◆ Saved entries:
========

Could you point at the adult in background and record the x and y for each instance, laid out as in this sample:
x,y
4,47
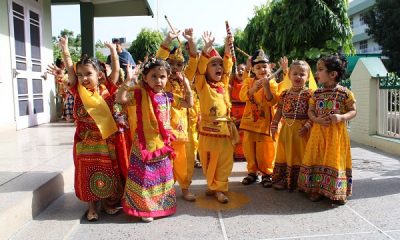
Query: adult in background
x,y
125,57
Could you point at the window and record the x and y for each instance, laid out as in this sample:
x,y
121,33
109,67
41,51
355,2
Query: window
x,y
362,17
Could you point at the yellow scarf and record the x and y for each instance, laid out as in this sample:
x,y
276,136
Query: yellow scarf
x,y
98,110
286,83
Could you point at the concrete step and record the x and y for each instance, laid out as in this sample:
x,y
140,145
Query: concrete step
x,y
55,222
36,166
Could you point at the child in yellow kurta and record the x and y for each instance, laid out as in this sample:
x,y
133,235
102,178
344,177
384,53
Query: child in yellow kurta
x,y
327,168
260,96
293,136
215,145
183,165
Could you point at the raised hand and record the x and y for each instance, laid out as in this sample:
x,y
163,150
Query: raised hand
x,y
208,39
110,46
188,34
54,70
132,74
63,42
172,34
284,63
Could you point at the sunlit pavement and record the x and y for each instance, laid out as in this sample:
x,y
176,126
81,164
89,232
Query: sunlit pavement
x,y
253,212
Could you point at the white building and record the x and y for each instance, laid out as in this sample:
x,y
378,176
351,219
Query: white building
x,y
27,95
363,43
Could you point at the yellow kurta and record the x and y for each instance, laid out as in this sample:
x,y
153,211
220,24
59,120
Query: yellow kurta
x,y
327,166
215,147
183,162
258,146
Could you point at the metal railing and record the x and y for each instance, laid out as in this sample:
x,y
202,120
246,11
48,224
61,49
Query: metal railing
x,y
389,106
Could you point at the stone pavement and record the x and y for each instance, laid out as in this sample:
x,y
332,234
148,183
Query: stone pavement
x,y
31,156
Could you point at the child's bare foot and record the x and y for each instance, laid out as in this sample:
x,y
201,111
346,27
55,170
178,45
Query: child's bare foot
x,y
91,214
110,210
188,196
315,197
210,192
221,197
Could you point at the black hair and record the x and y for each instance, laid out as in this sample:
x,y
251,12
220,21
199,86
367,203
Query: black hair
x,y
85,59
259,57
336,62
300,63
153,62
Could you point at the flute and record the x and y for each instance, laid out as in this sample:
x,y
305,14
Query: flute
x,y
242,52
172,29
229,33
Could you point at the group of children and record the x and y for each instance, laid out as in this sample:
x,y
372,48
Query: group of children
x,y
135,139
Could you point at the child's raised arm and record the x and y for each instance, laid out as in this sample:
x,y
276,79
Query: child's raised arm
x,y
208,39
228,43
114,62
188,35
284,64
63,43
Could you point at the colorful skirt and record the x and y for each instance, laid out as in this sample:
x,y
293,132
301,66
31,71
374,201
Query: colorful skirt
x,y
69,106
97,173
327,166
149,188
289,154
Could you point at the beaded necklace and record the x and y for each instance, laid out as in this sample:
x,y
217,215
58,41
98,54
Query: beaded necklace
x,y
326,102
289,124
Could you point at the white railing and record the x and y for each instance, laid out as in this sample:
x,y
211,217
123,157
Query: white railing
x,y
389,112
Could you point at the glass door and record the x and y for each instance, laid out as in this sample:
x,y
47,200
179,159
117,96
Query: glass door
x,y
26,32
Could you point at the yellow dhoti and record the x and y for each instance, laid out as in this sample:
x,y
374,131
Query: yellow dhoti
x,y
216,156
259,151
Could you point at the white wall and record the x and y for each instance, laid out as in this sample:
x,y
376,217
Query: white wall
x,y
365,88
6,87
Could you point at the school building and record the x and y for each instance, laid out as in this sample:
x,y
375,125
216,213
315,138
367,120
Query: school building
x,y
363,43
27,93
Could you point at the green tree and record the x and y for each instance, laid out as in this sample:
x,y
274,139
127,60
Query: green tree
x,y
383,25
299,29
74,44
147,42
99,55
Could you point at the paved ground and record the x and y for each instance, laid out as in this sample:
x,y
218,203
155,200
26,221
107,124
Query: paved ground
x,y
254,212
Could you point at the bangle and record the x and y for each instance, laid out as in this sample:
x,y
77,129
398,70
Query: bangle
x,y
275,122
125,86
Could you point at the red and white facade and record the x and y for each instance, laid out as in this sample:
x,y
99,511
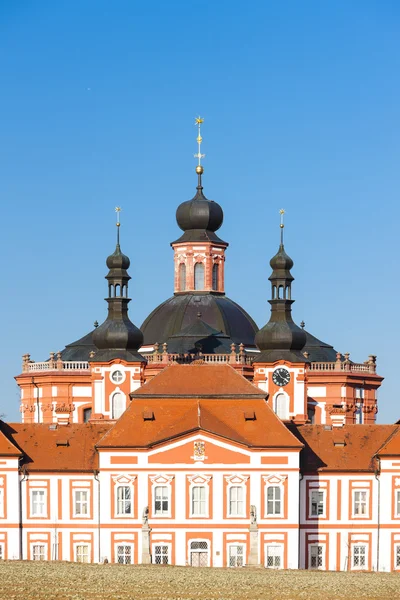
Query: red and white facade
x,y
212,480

========

◆ What is expected:
Exact copy, no pictures: reproduce every record as it stands.

◆ Response area:
Could you point at the adult in background and record the x and y for each instance, laid out as in this sample:
x,y
4,47
Query: adult in background
x,y
125,57
Could you point at the window and record the x and y for each instance, laid out as in this sample:
x,y
121,33
109,67
41,51
355,2
Query: window
x,y
362,17
Could you point at the yellow scarf and record the x and y for each instance, laid out as in this sample:
x,y
276,136
Query: yellow scarf
x,y
98,110
286,83
Could you point at the concrete step and record the x and y for each instance, laid out as in this sample:
x,y
140,145
Query: concrete step
x,y
55,222
36,166
Could you point at the child in yellow kurta and record the x and y for each instance, laid out as in this sample:
x,y
133,235
102,178
344,177
384,53
Query: child in yellow kurta
x,y
327,168
260,96
293,136
215,145
183,165
Could you point at the raised hand and record the x and y for each instance, laid out as in this sample:
x,y
163,150
Query: raised hand
x,y
208,39
110,46
188,34
54,70
132,74
63,42
172,34
284,63
Could you point at the sunlit pavement and record the x and y for each instance, laid out as in this sample:
x,y
176,126
81,164
89,232
Query: sunlit pavement
x,y
253,212
Could you point at the white building and record the x and y for each instance, laid out as in this sample:
x,y
378,176
351,219
Query: white building
x,y
27,95
363,43
Could you point at the yellow kurta and record the x and y for each instance, laid out as in this sample:
x,y
153,211
220,24
59,120
Query: yellow kurta
x,y
327,166
215,147
183,162
258,146
Could you point at the metal railing and record the x and y for each instance, laid out as in this sample:
x,y
202,120
246,11
48,224
61,49
Query: metal railing
x,y
389,106
Could you point at the stone pavement and record the x and y for each instance, laid out as in this sample:
x,y
332,234
148,183
Query: stone pavement
x,y
31,156
Could you point at the child's bare foot and record the x and y for each instance, laid out as in this sample:
x,y
201,111
346,27
55,170
178,45
Query: child's bare foot
x,y
91,214
110,210
188,196
315,197
210,192
221,197
Could you point at the black hair and record the x and y for each instance, laid out as in this sample:
x,y
251,12
220,21
199,86
367,203
Query: black hair
x,y
85,59
259,57
336,62
300,63
153,62
Could you point at the flute and record the x and y for each instance, laid out as in this sample:
x,y
305,14
Query: flute
x,y
242,52
172,29
229,33
Could you point at the group of children and record the x and y for each instance, laid out as in this sample:
x,y
372,48
Query: group of children
x,y
135,139
Could you point at the child's raised arm and record the x and y for each instance, laid out as in this sample:
x,y
276,79
Query: child's raised arm
x,y
208,39
228,43
114,62
188,35
284,64
63,43
Could you point at the colorful skirt and record the x and y for each instance, laid out as in this sample:
x,y
293,132
301,66
31,71
374,201
Query: colorful skirt
x,y
69,106
97,173
327,166
149,188
289,154
Could you point at the beaded necklace and record the x and y for each instance, laid out as in this sample:
x,y
217,215
58,41
98,54
Query: beaded necklace
x,y
326,102
289,124
Could you point at the white railing and record the x and y for each instance, laid out as in this sample:
x,y
211,217
123,157
Query: white railing
x,y
389,112
Could you point at the glass door and record the x and y for each instance, laid out as in this sample:
x,y
47,200
179,159
117,96
Query: glass door
x,y
26,32
Could you point at the yellow dhoti and record the x and y for each instance, laid out as in this sample:
x,y
374,131
Query: yellow dhoti
x,y
216,156
259,151
Could you point at the white wall and record the x and y for each instance, laid out as in this sample:
x,y
376,217
Query: white wall
x,y
365,88
6,87
Could you point at the school building and record the x and y for each instance, laid out as in this sample:
x,y
375,125
216,213
315,138
367,120
Query: school building
x,y
363,43
27,93
Could you point at the green tree and record the x and y for each instance, laid out as in this sample:
x,y
274,139
127,60
Query: green tree
x,y
383,25
299,29
74,44
147,42
99,55
Could you point at the paved ground and record the x and y for each instance, laid out as in this sample:
x,y
218,203
155,200
26,221
107,124
Query: paved ground
x,y
254,212
Could you point at the bangle and record the x and y for each instance, laid out as in this sample:
x,y
77,129
398,70
Query: bangle
x,y
275,122
125,86
Could you point at the red and white facade and record the x and y for each instance, laid out as in this sample:
x,y
99,511
Query: red and white facade
x,y
212,480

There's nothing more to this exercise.